= Beginning of Section =

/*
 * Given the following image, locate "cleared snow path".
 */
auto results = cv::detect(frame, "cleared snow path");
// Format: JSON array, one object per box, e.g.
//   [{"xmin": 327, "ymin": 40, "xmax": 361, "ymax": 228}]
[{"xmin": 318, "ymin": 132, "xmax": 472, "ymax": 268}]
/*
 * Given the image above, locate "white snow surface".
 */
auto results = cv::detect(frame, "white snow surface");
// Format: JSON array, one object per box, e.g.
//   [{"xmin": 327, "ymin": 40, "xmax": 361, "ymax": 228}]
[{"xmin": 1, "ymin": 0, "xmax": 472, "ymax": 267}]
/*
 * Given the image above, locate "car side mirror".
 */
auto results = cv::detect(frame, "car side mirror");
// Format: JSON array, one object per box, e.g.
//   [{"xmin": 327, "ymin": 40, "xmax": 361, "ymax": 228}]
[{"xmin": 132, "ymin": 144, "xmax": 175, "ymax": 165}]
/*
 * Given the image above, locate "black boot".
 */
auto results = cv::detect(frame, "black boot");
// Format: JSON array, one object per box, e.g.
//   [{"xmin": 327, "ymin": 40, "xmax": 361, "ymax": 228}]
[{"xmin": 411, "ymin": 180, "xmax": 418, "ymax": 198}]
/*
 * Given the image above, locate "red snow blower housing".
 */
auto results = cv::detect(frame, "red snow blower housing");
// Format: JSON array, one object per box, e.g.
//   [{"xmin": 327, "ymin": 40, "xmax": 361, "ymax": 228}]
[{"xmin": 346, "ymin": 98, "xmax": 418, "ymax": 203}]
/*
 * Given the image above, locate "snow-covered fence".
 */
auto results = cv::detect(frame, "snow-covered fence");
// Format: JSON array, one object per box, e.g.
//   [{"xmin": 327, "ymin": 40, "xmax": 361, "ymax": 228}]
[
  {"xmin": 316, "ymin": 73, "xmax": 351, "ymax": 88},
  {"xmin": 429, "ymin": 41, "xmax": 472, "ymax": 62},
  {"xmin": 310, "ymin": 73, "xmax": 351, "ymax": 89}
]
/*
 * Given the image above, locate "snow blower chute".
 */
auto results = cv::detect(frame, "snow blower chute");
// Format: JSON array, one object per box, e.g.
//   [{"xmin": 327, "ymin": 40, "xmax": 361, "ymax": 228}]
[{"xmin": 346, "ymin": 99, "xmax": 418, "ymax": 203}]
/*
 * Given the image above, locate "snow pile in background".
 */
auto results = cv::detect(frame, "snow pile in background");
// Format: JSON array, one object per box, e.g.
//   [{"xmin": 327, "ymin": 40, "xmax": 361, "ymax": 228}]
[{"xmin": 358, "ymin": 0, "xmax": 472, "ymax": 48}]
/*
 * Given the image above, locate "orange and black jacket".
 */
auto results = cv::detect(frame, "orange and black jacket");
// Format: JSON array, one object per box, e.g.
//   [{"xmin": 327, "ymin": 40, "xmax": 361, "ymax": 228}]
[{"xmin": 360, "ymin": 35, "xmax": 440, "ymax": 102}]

= End of Section =

**Problem statement:**
Work out how many lines in the listing contain "surface", then write down that number and nothing else.

**Solution to this exercise:**
2